Задания:
(1) Ответьте по отрывку о Боборыкине на три вопроса:
(а) В какой газете напечатана статья?
(б) В какой стране умер Боборыкин?
(в) В каком году, по его словам, он ввел термин «интеллигенция» в русскую журналистику?
(2) Перепишите из отрывка о Боборыкине всё, что идет от слов «(Русское слово. 1909.» вниз до слов «умер в Швейцарии.».

Но неужели и старая интеллигенция не ратовала и за то и за другое?

(Русское слово. 1909. No 87. 17 (30) апреля. С. 2)

ПРИМЕЧАНИЯ

Петр Дмитриевич Боборыкин (1836--1921) -- популярный писатель, автор более ста романов (наиболее известны из них "Китай-город", "Василий Теркин") и мемуаров "За полвека". С начала 1890-х гг. жил за границей, умер в Швейцарии.

Ровно через месяц после появления публикуемой статьи -- 17 марта 1909 г. -- он в той же газете поместил еще одну свою статью на ту же тему: "Подгнившие "Вехи"" (вошла в сборник статей "В защиту интеллигенции". М., 1909).

1 Моя вина (лат.).

2 В статье "Подгнившие "Вехи"" Боборыкин признает, что этот "один писатель" -- он сам. Он охотно соглашался, когда его называли "крестным отцом" самого термина "интеллигенция" ("действительно, мною пущенного, -- замечает он в скобках, -- в русскую журналистику в 1866 году").

3 Парафраз известного евангельского изречения: "Врач! Исцели самого себя". (Лк. 4, 23).

4 См. прим. 5 к статье Д. И. Шаховского "Слепые вожди слепых".

Исходные данные:
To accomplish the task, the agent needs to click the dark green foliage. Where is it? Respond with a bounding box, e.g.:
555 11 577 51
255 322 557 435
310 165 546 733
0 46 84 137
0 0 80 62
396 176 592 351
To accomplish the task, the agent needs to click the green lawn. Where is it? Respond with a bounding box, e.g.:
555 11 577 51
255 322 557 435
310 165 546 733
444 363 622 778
---
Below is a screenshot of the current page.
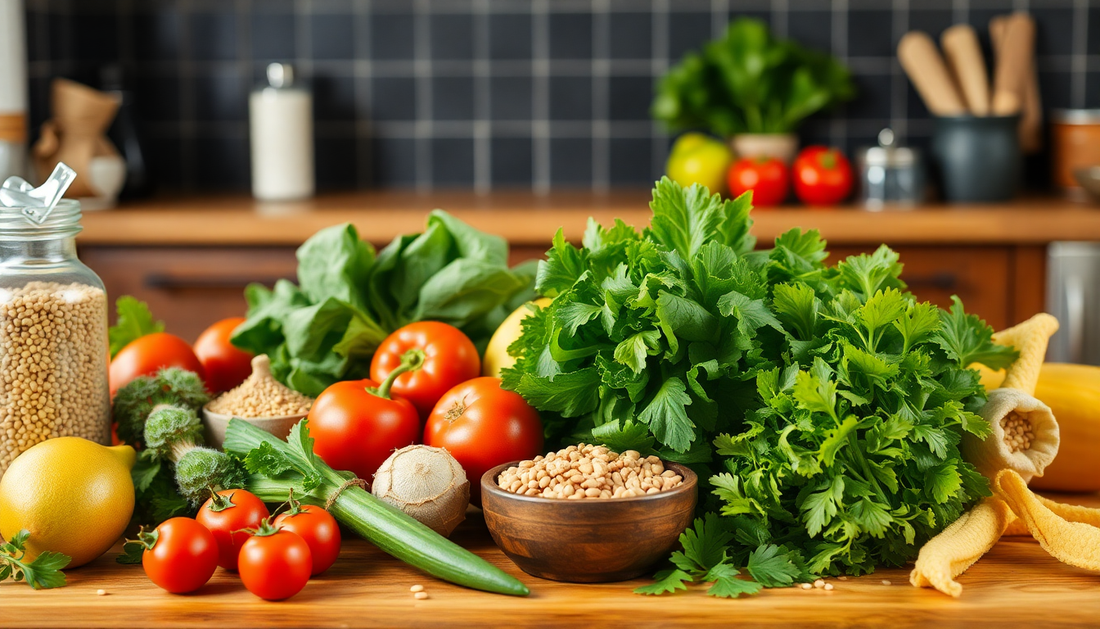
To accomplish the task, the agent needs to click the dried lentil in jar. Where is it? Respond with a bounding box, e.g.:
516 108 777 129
* * *
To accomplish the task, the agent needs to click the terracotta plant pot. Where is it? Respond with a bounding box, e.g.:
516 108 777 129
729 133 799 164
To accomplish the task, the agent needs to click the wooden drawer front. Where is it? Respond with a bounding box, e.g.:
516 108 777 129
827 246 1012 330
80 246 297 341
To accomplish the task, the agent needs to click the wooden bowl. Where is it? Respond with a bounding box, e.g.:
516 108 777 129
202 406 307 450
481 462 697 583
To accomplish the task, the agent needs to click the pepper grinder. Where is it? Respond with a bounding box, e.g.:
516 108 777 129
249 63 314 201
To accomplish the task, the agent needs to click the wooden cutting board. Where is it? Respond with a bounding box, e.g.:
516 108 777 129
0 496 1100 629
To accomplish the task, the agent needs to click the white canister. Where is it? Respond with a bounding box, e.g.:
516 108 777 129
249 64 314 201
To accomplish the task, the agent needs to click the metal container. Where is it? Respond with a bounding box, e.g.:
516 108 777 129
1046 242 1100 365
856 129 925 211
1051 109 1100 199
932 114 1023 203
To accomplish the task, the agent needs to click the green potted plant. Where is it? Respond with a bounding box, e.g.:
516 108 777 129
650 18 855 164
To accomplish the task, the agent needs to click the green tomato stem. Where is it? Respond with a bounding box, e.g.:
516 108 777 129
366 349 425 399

Ответы:
(1)
(а) В газете «Русское слово».
(б) В Швейцарии.
(в) В 1866 году.

(2)
(Русское слово. 1909. No 87. 17 (30) апреля. С. 2)

ПРИМЕЧАНИЯ

Петр Дмитриевич Боборыкин (1836--1921) -- популярный писатель, автор более ста романов (наиболее известны из них "Китай-город", "Василий Теркин") и мемуаров "За полвека". С начала 1890-х гг. жил за границей, умер в Швейцарии.